--- Given data ---
============
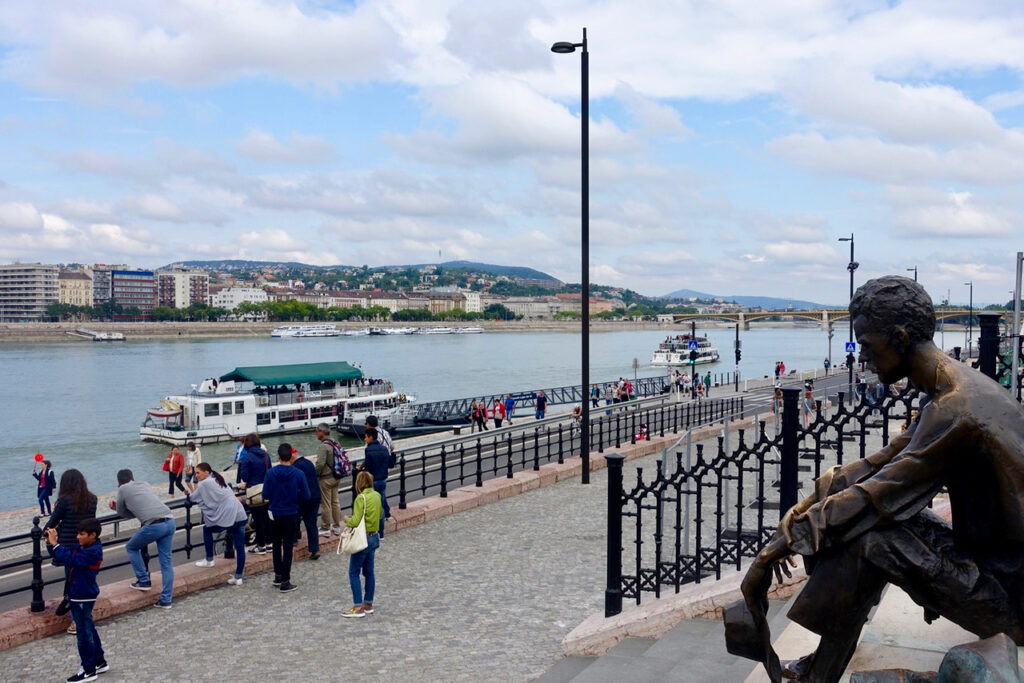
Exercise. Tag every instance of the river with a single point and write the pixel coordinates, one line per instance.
(81, 403)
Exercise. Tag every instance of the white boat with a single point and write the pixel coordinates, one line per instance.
(267, 399)
(326, 330)
(675, 350)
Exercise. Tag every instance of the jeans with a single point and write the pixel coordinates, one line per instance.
(283, 530)
(162, 534)
(308, 512)
(89, 648)
(238, 536)
(363, 561)
(44, 503)
(381, 487)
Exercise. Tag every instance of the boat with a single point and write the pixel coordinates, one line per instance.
(675, 350)
(325, 330)
(268, 399)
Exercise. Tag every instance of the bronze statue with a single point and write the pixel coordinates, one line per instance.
(867, 522)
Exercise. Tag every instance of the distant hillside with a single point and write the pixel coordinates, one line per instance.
(768, 303)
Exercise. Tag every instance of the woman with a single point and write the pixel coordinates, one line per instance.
(75, 503)
(367, 505)
(252, 469)
(221, 512)
(47, 482)
(174, 466)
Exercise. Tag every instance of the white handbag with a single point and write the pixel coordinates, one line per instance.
(353, 540)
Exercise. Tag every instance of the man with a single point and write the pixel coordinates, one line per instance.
(375, 461)
(310, 508)
(285, 486)
(136, 499)
(867, 523)
(330, 508)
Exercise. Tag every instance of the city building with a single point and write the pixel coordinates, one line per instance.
(75, 288)
(180, 288)
(26, 291)
(134, 289)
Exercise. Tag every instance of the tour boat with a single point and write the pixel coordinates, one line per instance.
(675, 350)
(267, 399)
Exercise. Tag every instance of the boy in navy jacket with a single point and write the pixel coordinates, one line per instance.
(83, 561)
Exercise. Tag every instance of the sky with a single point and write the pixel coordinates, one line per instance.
(731, 142)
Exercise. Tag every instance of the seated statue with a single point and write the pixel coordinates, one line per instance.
(867, 523)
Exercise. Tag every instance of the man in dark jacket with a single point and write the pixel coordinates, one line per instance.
(375, 461)
(84, 559)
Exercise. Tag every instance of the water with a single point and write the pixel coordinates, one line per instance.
(81, 403)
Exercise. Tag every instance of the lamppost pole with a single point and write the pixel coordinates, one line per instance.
(565, 48)
(851, 266)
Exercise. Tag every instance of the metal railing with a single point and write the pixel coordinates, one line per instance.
(692, 519)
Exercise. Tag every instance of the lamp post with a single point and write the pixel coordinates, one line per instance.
(970, 321)
(851, 266)
(567, 48)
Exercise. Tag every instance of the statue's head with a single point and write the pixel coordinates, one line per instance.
(891, 316)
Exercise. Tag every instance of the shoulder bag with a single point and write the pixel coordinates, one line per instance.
(353, 540)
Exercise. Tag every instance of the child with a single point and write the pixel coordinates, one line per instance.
(83, 562)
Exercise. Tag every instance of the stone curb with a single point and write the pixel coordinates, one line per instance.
(20, 626)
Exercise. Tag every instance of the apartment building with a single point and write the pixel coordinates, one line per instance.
(26, 291)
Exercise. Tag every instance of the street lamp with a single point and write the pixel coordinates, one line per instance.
(567, 48)
(970, 321)
(851, 266)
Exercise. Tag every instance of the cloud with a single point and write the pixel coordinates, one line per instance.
(299, 148)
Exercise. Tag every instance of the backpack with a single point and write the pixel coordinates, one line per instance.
(340, 467)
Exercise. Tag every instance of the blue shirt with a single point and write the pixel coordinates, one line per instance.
(285, 486)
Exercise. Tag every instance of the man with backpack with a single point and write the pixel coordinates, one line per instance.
(330, 508)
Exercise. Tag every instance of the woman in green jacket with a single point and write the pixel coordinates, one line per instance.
(368, 504)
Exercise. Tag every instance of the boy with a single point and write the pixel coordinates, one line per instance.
(83, 561)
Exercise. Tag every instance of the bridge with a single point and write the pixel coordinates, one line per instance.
(822, 315)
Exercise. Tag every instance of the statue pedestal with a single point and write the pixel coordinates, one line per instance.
(895, 637)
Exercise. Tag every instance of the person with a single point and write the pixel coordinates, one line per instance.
(285, 486)
(193, 458)
(222, 511)
(498, 412)
(252, 468)
(867, 522)
(75, 503)
(84, 558)
(327, 482)
(375, 460)
(174, 466)
(367, 506)
(309, 510)
(135, 499)
(46, 482)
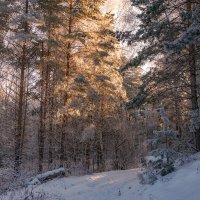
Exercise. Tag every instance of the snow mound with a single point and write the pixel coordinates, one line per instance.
(183, 184)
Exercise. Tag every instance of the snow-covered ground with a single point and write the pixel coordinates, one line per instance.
(184, 184)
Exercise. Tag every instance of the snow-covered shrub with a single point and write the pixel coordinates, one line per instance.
(162, 155)
(27, 194)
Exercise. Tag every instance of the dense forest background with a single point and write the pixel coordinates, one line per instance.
(76, 91)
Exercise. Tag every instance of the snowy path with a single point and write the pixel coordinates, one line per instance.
(183, 184)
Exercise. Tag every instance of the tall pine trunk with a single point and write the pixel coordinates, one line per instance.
(193, 79)
(21, 102)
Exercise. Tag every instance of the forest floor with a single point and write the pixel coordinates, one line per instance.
(183, 184)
============
Reproduce every one of the lines above word for word, in their original order, leaving out the pictures.

--- The solution ---
Exercise. Tag every instance of the river with a single point and write the pixel coordinates, one line per instance.
(81, 403)
Exercise. Tag every instance of the white boat with a single point and write the pixel coordinates, one line per instance.
(267, 399)
(326, 330)
(675, 350)
Exercise. Tag every instance of the jeans with a single point and write the pixel coordinates, one line per instance.
(283, 530)
(162, 534)
(308, 512)
(89, 648)
(238, 536)
(363, 561)
(44, 503)
(381, 487)
Exercise. Tag every instance of the boat with a single point and write the pixel coordinates, one line per instance.
(675, 350)
(325, 330)
(268, 399)
Exercise. Tag every instance of the bronze statue with a single point and write the pixel coordinates, one line per instance.
(867, 522)
Exercise. Tag every instance of the distant hillside with a single point and write the pixel coordinates, one line per instance.
(768, 303)
Exercise. Tag every instance of the woman with a single point and write the pixel coordinates, one line per instance.
(75, 503)
(367, 505)
(252, 469)
(221, 512)
(47, 482)
(174, 466)
Exercise. Tag every instance of the white handbag with a single point and write the pixel coordinates, one line per instance.
(353, 540)
Exercise. Tag every instance of the man with a single point and write the pixel coordinates, one line per instance.
(375, 461)
(310, 508)
(285, 486)
(136, 499)
(867, 523)
(330, 508)
Exercise. Tag every instance of the city building with a single point and write the pixel coordinates, one line per instance.
(75, 288)
(180, 288)
(26, 291)
(134, 289)
Exercise. Tag every instance of the tour boat with a single point and write the pixel coordinates, one line per instance.
(675, 350)
(267, 399)
Exercise. Tag every instance of the boy in navy jacket with a single point and write the pixel coordinates, one line per instance.
(83, 561)
Exercise. Tag every instance of the sky with a single point and write the pixel coordinates, one line per instance.
(731, 142)
Exercise. Tag every instance of the seated statue with a single point and write the pixel coordinates, one line per instance.
(867, 523)
Exercise. Tag every instance of the man in dark jacket with a single point and write the pixel coordinates, one line per instance.
(375, 461)
(84, 559)
Exercise. Tag every instance of the water with a single point and write the pixel coordinates, one line per instance.
(81, 403)
Exercise. Tag every instance of the lamppost pole with a single point and write the pixel coordinates, one line per instance.
(565, 48)
(851, 266)
Exercise. Tag every instance of the metal railing with a single point and write the pixel coordinates, one line per instance.
(692, 519)
Exercise. Tag every instance of the lamp post with a single point and write the pixel coordinates, one line per instance.
(970, 321)
(851, 266)
(567, 48)
Exercise. Tag every instance of the statue's head with a single point and write the pixel coordinates, one line per instance.
(891, 316)
Exercise. Tag every instance of the shoulder bag with a single point and write the pixel coordinates, one line per instance.
(353, 540)
Exercise. Tag every instance of the child with a single point and write the pixel coordinates, one line per instance.
(83, 562)
Exercise. Tag every instance of the stone curb with a single point and write the pixel coordinates, one line per instance.
(20, 626)
Exercise. Tag every instance of the apartment building with a single point and write the pixel coordinates, one line per instance.
(26, 291)
Exercise. Tag every instance of the street lamp with a single point and write the pixel coordinates, one line per instance.
(567, 48)
(970, 321)
(851, 266)
Exercise. Tag every instance of the cloud with a single point and write the pixel coordinates, one line per instance.
(299, 148)
Exercise. Tag every instance of the backpack with a single point and write the pixel coordinates, one line per instance.
(340, 467)
Exercise. Tag every instance of the blue shirt with a single point and write the pixel coordinates, one line per instance.
(285, 486)
Exercise. Tag every instance of the man with backpack with a single point and write the pixel coordinates, one line per instance.
(330, 508)
Exercise. Tag every instance of the woman in green jacket with a single point and write the pixel coordinates, one line per instance.
(368, 504)
Exercise. Tag every instance of the boy with a single point and write the pixel coordinates, one line per instance.
(83, 561)
Exercise. Tag every instance of the bridge with a single point and write the pixel coordinates, one line per instance.
(822, 315)
Exercise. Tag every instance of the statue pedestal with a single point and write the pixel coordinates, one line per instance.
(895, 637)
Exercise. Tag every instance of the person with a single point and write the pixel coordinates, one line per instance.
(285, 486)
(193, 458)
(222, 511)
(498, 412)
(252, 468)
(867, 522)
(75, 503)
(84, 558)
(327, 482)
(375, 460)
(174, 466)
(367, 506)
(309, 510)
(135, 499)
(46, 482)
Exercise. Tag every instance of the snow mound with a single point and write the pixel coordinates, one line per instance.
(183, 184)
Exercise. Tag every instance of the snow-covered ground with a single point and write the pixel coordinates, one line per instance.
(184, 184)
Exercise. Tag every instance of the snow-covered shrub with a single point and write the pixel coordinates, one line per instance.
(162, 155)
(27, 194)
Exercise. Tag every instance of the dense forest background with a single point and write the pixel coordinates, one line per instance.
(76, 91)
Exercise. Tag every instance of the snowy path with a single point and write the pixel coordinates, one line per instance.
(183, 184)
Exercise. Tag every instance of the tall pine trunk with a single point and write the pixel coordinates, one line per instance.
(193, 79)
(21, 102)
Exercise. Tag every instance of the forest floor with a single point and write the pixel coordinates, one line per instance.
(183, 184)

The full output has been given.